» **YOUR ASSIGNMENT**
Write the records below out in full, character for character, with no pictures.

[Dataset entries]
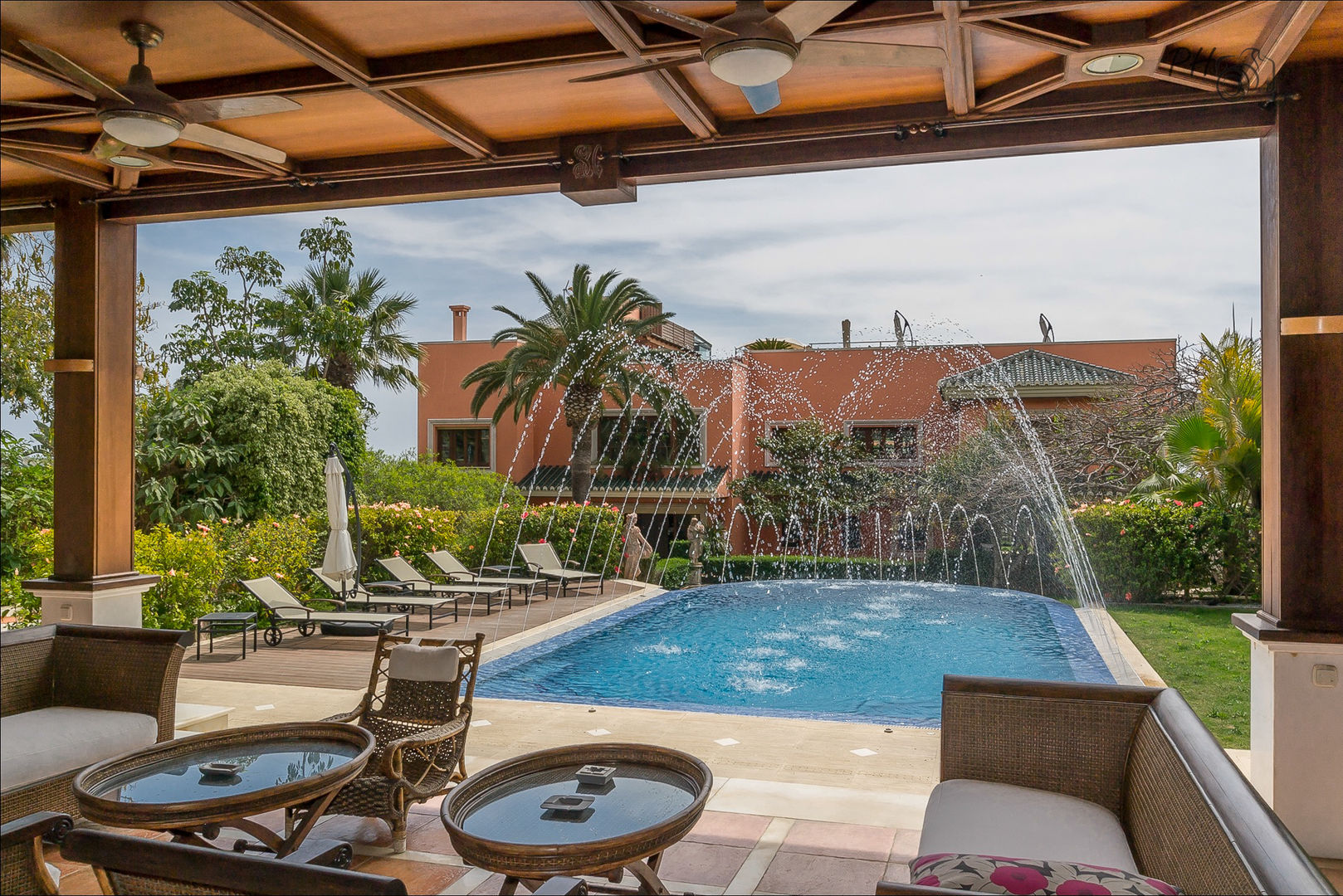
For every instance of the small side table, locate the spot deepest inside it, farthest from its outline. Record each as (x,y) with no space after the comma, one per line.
(226,624)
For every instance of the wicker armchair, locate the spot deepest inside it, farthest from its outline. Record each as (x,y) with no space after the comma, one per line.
(132,670)
(23,867)
(421,728)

» **TASK RESPONSE**
For every instance of the small side table, locate the spot deepest inside it, farthest from its outline. Record each as (x,y) with no space after the comma, one per line.
(226,624)
For every instance of the wicker armchair, locate the spot deepest inside it, farthest from its outline. Record each as (x,y) with no space after the comma, one per line.
(132,670)
(23,867)
(421,728)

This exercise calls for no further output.